----- Given passage

Junior LDP members examine potential standard-bearers

The Yomiuri Shimbun
House of Representatives member Tatsuo Fukuda, right, welcomes Fumio Kishida, former LDP Policy Council chairperson, left, to the venue for an opinion exchange meeting in the LDP headquarters building on Tuesday.

There is a room called the Liberty Club on the eighth floor of the Liberal Democratic Party’s headquarters building. About 45 years ago, then Prime Minister Takeo Fukuda, in an effort to eliminate factionalism, converted the conference room into a space for casual gatherings of party lawmakers.

On Tuesday afternoon, the four candidates running in the LDP presidential election appeared at the Liberty Club and presented their personal opinions about party reforms. Each candidate spoke for 35 minutes. The meeting was organized by Tofu Isshin no Kai, a suprafactional group of junior LDP lawmakers aiming to drastically change the party’s culture.

Tatsuo Fukuda, a House of Representatives member, is the group’s representative. He is a grandson of Takeo Fukuda, and he belongs to a party faction led by Hiroyuki Hosoda.

About 90 LDP lawmakers who have been elected to the lower house one to three times participate in the group.

The group was established on Sept. 10 with the aim of having the party presidential election become less dominated by factions and making it more open to the public.

----------

### Activity
Duplicate the article on junior LDP members from "On Tuesday afternoon, the" up to and including "in the group.".

----- Provided information

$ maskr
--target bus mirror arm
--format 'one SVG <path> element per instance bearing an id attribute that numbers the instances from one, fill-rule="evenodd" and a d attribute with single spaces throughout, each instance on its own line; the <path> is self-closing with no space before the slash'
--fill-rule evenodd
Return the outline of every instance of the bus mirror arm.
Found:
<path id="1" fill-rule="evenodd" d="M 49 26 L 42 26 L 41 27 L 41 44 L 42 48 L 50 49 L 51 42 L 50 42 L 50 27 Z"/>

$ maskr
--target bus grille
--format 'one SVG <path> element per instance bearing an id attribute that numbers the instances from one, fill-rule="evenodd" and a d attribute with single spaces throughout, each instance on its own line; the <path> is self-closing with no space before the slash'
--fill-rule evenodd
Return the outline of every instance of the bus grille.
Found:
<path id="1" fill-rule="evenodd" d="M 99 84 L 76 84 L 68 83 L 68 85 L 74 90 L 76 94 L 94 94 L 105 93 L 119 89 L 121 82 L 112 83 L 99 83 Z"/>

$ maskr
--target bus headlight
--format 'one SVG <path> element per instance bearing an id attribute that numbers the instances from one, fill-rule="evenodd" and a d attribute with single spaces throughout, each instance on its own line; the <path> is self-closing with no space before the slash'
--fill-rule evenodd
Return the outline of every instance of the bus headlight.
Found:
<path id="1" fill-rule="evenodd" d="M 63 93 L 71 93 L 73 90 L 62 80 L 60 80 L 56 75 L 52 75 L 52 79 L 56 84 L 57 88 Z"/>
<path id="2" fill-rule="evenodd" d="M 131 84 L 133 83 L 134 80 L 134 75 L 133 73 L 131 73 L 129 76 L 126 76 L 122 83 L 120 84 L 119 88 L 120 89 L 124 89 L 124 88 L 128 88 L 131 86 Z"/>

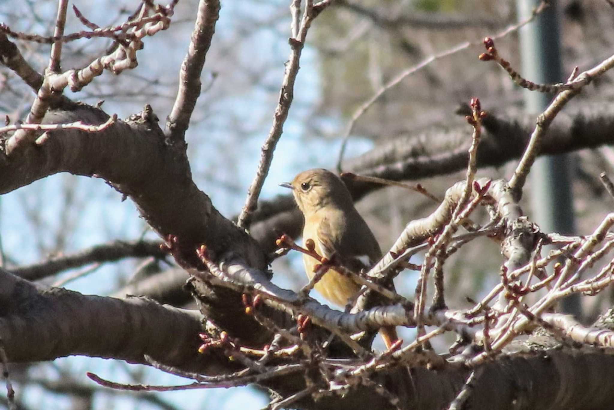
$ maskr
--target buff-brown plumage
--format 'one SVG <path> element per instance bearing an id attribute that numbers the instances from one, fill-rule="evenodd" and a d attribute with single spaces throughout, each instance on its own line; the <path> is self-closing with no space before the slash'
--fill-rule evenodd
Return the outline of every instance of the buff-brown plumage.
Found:
<path id="1" fill-rule="evenodd" d="M 298 208 L 305 216 L 303 241 L 312 239 L 315 250 L 329 259 L 335 255 L 341 265 L 359 271 L 375 264 L 381 250 L 365 220 L 354 206 L 352 196 L 343 182 L 323 169 L 301 172 L 289 184 Z M 303 255 L 305 272 L 311 279 L 315 258 Z M 356 295 L 360 285 L 351 277 L 328 269 L 315 286 L 327 300 L 344 306 Z M 394 328 L 383 328 L 380 333 L 387 347 L 397 340 Z"/>

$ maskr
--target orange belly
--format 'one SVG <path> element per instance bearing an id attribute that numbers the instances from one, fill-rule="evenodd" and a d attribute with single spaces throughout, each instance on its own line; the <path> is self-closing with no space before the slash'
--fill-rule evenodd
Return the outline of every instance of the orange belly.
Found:
<path id="1" fill-rule="evenodd" d="M 307 276 L 311 279 L 315 274 L 313 267 L 317 261 L 310 256 L 303 255 L 303 262 Z M 348 300 L 354 296 L 360 287 L 351 278 L 329 269 L 316 284 L 315 288 L 327 300 L 343 308 L 348 303 Z"/>

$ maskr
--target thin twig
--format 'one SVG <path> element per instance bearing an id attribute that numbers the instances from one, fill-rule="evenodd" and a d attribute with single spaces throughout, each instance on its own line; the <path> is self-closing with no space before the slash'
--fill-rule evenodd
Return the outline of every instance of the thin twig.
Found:
<path id="1" fill-rule="evenodd" d="M 281 137 L 284 130 L 284 123 L 288 117 L 290 106 L 294 97 L 294 83 L 296 81 L 297 74 L 298 73 L 300 68 L 299 61 L 301 53 L 303 51 L 303 47 L 305 47 L 307 32 L 311 25 L 311 22 L 316 17 L 313 9 L 313 0 L 307 0 L 306 2 L 298 34 L 295 37 L 291 37 L 289 40 L 291 49 L 290 57 L 286 64 L 284 79 L 282 81 L 281 90 L 279 91 L 279 99 L 273 115 L 273 125 L 269 131 L 266 139 L 260 149 L 262 151 L 260 161 L 258 164 L 258 169 L 256 170 L 256 176 L 254 178 L 254 180 L 252 181 L 251 185 L 249 185 L 245 205 L 241 209 L 237 220 L 237 225 L 241 228 L 249 227 L 251 214 L 256 209 L 258 197 L 260 196 L 265 179 L 268 175 L 275 147 L 277 145 L 279 138 Z"/>
<path id="2" fill-rule="evenodd" d="M 522 197 L 522 190 L 526 182 L 527 176 L 529 175 L 529 171 L 540 153 L 543 136 L 554 117 L 583 87 L 590 83 L 594 78 L 603 74 L 612 67 L 614 67 L 614 55 L 610 56 L 593 68 L 578 75 L 570 82 L 573 87 L 570 90 L 566 90 L 557 95 L 550 105 L 537 117 L 537 124 L 531 134 L 530 139 L 523 158 L 518 162 L 518 165 L 514 171 L 514 174 L 510 179 L 508 185 L 515 199 L 519 200 Z"/>
<path id="3" fill-rule="evenodd" d="M 526 20 L 519 21 L 516 24 L 508 26 L 505 29 L 500 31 L 497 34 L 492 36 L 492 38 L 497 39 L 507 36 L 510 33 L 518 30 L 521 27 L 530 23 L 537 16 L 538 14 L 541 13 L 544 9 L 548 7 L 547 1 L 542 1 L 539 5 L 535 7 L 533 13 L 530 17 L 527 18 Z M 356 122 L 358 120 L 360 117 L 365 114 L 367 110 L 371 108 L 371 106 L 379 99 L 387 91 L 391 88 L 394 88 L 396 85 L 400 83 L 402 81 L 405 79 L 406 77 L 411 75 L 411 74 L 418 72 L 422 69 L 424 68 L 429 64 L 430 64 L 433 61 L 438 60 L 440 58 L 444 57 L 447 57 L 451 56 L 453 54 L 466 50 L 468 48 L 472 45 L 476 45 L 480 44 L 481 41 L 475 42 L 469 42 L 465 41 L 464 42 L 457 44 L 451 48 L 448 48 L 448 50 L 439 53 L 438 54 L 435 54 L 430 57 L 427 58 L 426 60 L 422 61 L 416 66 L 410 67 L 410 68 L 404 70 L 403 71 L 399 73 L 397 76 L 391 80 L 389 82 L 386 83 L 383 87 L 382 87 L 379 90 L 378 90 L 375 94 L 374 94 L 369 99 L 363 102 L 358 109 L 354 111 L 354 114 L 352 115 L 352 118 L 350 120 L 349 123 L 348 125 L 348 127 L 346 128 L 346 131 L 343 134 L 343 140 L 341 142 L 341 146 L 339 150 L 339 155 L 337 160 L 336 169 L 340 174 L 341 172 L 341 162 L 343 161 L 343 155 L 345 153 L 346 145 L 348 144 L 348 140 L 349 138 L 350 135 L 352 134 L 352 131 L 354 131 L 354 127 L 356 125 Z"/>
<path id="4" fill-rule="evenodd" d="M 81 121 L 66 123 L 64 124 L 27 124 L 20 123 L 0 127 L 0 134 L 9 133 L 17 130 L 30 130 L 33 131 L 55 131 L 56 130 L 79 130 L 86 133 L 97 133 L 106 130 L 112 125 L 117 120 L 117 114 L 109 117 L 109 119 L 99 125 L 84 124 Z"/>
<path id="5" fill-rule="evenodd" d="M 166 120 L 165 133 L 171 140 L 183 141 L 185 137 L 190 118 L 200 95 L 200 75 L 216 31 L 219 12 L 218 0 L 200 0 L 198 3 L 192 39 L 179 72 L 179 88 Z"/>
<path id="6" fill-rule="evenodd" d="M 599 179 L 601 180 L 602 184 L 605 187 L 605 189 L 607 190 L 608 193 L 610 196 L 614 198 L 614 184 L 612 183 L 612 180 L 608 177 L 607 174 L 605 172 L 601 172 L 599 174 Z"/>

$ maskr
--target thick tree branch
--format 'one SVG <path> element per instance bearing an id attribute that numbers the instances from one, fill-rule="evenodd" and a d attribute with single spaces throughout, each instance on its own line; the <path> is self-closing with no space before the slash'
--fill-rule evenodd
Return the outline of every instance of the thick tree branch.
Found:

----------

### Result of this task
On Tuesday afternoon, the four candidates running in the LDP presidential election appeared at the Liberty Club and presented their personal opinions about party reforms. Each candidate spoke for 35 minutes. The meeting was organized by Tofu Isshin no Kai, a suprafactional group of junior LDP lawmakers aiming to drastically change the party’s culture.

Tatsuo Fukuda, a House of Representatives member, is the group’s representative. He is a grandson of Takeo Fukuda, and he belongs to a party faction led by Hiroyuki Hosoda.

About 90 LDP lawmakers who have been elected to the lower house one to three times participate in the group.